Dataset excerpts
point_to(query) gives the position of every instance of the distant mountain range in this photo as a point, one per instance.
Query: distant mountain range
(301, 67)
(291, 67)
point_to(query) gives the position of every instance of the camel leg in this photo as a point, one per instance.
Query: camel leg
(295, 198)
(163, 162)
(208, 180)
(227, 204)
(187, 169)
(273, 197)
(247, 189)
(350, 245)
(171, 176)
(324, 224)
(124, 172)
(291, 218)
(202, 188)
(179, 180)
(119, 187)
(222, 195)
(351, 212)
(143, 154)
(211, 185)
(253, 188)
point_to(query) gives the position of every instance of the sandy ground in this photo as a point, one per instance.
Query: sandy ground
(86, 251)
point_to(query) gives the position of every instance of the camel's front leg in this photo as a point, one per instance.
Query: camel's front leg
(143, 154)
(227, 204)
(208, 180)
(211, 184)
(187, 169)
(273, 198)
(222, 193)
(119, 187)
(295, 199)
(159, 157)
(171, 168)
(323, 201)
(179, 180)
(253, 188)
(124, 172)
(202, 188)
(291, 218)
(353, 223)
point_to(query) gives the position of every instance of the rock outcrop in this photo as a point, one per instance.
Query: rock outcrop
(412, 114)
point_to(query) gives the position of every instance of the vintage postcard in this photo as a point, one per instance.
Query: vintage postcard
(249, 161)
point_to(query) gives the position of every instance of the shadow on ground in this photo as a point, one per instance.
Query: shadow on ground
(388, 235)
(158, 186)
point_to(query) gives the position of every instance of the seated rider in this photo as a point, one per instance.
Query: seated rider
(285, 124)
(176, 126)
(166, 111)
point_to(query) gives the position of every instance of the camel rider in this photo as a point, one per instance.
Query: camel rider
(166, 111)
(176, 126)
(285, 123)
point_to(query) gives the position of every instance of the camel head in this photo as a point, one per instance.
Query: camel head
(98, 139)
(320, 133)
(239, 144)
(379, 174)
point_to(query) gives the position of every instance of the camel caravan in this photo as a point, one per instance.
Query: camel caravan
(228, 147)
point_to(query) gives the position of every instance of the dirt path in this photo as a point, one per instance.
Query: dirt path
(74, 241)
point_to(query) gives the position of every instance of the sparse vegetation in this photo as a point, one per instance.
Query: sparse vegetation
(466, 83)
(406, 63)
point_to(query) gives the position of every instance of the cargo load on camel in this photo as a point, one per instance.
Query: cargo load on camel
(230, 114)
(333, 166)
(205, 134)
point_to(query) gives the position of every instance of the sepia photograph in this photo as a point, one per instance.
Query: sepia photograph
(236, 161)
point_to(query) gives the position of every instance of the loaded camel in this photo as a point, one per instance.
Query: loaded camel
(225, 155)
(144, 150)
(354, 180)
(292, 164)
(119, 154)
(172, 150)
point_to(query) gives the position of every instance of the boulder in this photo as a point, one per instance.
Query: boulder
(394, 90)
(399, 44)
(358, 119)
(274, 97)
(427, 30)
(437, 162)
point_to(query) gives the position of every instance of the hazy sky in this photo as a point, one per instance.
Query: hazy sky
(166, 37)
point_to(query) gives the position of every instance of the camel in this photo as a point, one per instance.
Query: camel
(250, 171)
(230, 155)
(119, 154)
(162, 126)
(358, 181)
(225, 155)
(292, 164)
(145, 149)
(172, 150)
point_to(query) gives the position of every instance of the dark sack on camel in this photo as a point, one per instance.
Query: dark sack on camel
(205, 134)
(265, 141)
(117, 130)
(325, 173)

PROBLEM DESCRIPTION:
Reproduce the entries exactly. Every word has to stay the same.

SOLVED EXERCISE:
point_to(query) gives the position of every instance of the distant mountain range in this photo as a point, one per instance.
Query: distant mountain range
(301, 67)
(291, 67)
point_to(query) gives the position of every instance of the camel leg in this photo as a point, one per instance.
Query: camel leg
(295, 198)
(163, 162)
(208, 180)
(227, 204)
(187, 169)
(273, 197)
(247, 189)
(350, 245)
(171, 176)
(324, 224)
(124, 172)
(291, 218)
(202, 188)
(179, 180)
(119, 187)
(222, 195)
(351, 212)
(143, 154)
(211, 185)
(253, 188)
point_to(query) gives the position of every instance of the sandy ground in this photo as a point, one per instance.
Query: sandy ground
(86, 251)
point_to(query) gives the position of every instance of the camel's front leg in this photo as a point, one per instance.
Query: camel's front leg
(143, 154)
(227, 204)
(208, 180)
(211, 184)
(187, 169)
(273, 198)
(222, 193)
(119, 187)
(295, 199)
(159, 157)
(171, 168)
(323, 201)
(179, 180)
(253, 188)
(124, 172)
(202, 188)
(291, 218)
(353, 223)
point_to(query) gives the position of every instance of the rock outcrop in this photo as a point, one per instance.
Query: rock outcrop
(412, 114)
point_to(query) gives the position of every instance of the vintage postcard in this photo as a point, one per instance.
Query: vintage postcard
(249, 161)
point_to(query) gives the position of every instance of the shadow on ground in this photo as a point, one per instance.
Query: shadow on ground
(388, 235)
(158, 186)
point_to(query) gives the position of every instance of the seated rider in this photo as a point, one per instance.
Query: seated rider
(285, 124)
(176, 126)
(166, 111)
point_to(query) gives the position of every instance of the camel rider in this photo as a point, one per instance.
Query: camel rider
(166, 111)
(176, 126)
(285, 123)
point_to(query) gives the position of every instance of the camel head in this photo as a point, one per instance.
Query: camel head
(98, 139)
(320, 133)
(239, 144)
(379, 174)
point_to(query) gives the position of every instance of the camel caravan in this photo as a point, one per instance.
Query: camel caravan
(228, 147)
point_to(query) gives the position of every instance of the dirt path in this photo as a point, one per instance.
Query: dirt path
(74, 241)
point_to(query) gives the position of every instance of the sparse vegetation in this photo as a point, one per instance.
Query: sparse vegetation
(466, 83)
(406, 63)
point_to(query) gives the position of every instance of the cargo load on camel in this photo as a point, one per instance.
Query: cargo load on camel
(230, 114)
(333, 166)
(205, 134)
point_to(query) gives the position of every instance of the sepia photograph in this photo as a point, one per instance.
Query: sepia photograph
(236, 161)
point_to(query) gives the position of every instance of the loaded camel in this photo as a point, one per instance.
Query: loaded camel
(225, 155)
(144, 150)
(354, 180)
(292, 164)
(119, 154)
(172, 150)
point_to(query) gives the position of every instance of the boulder in this photo as a point, one per instance.
Query: boulder
(394, 90)
(399, 44)
(358, 119)
(274, 97)
(427, 30)
(437, 162)
point_to(query) gives the position of every instance of the hazy sky in this photo as a point, one per instance.
Query: hazy sky
(166, 37)
point_to(query) gives the position of every instance of the camel in this photo as a point, one per instance.
Query: camel
(250, 171)
(230, 155)
(119, 154)
(162, 126)
(358, 181)
(225, 155)
(292, 164)
(145, 149)
(172, 150)
point_to(query) gives the position of every instance of the dark sack on camel in this photo as a point, one per instance.
Query: dark sack on camel
(205, 134)
(265, 141)
(117, 130)
(325, 173)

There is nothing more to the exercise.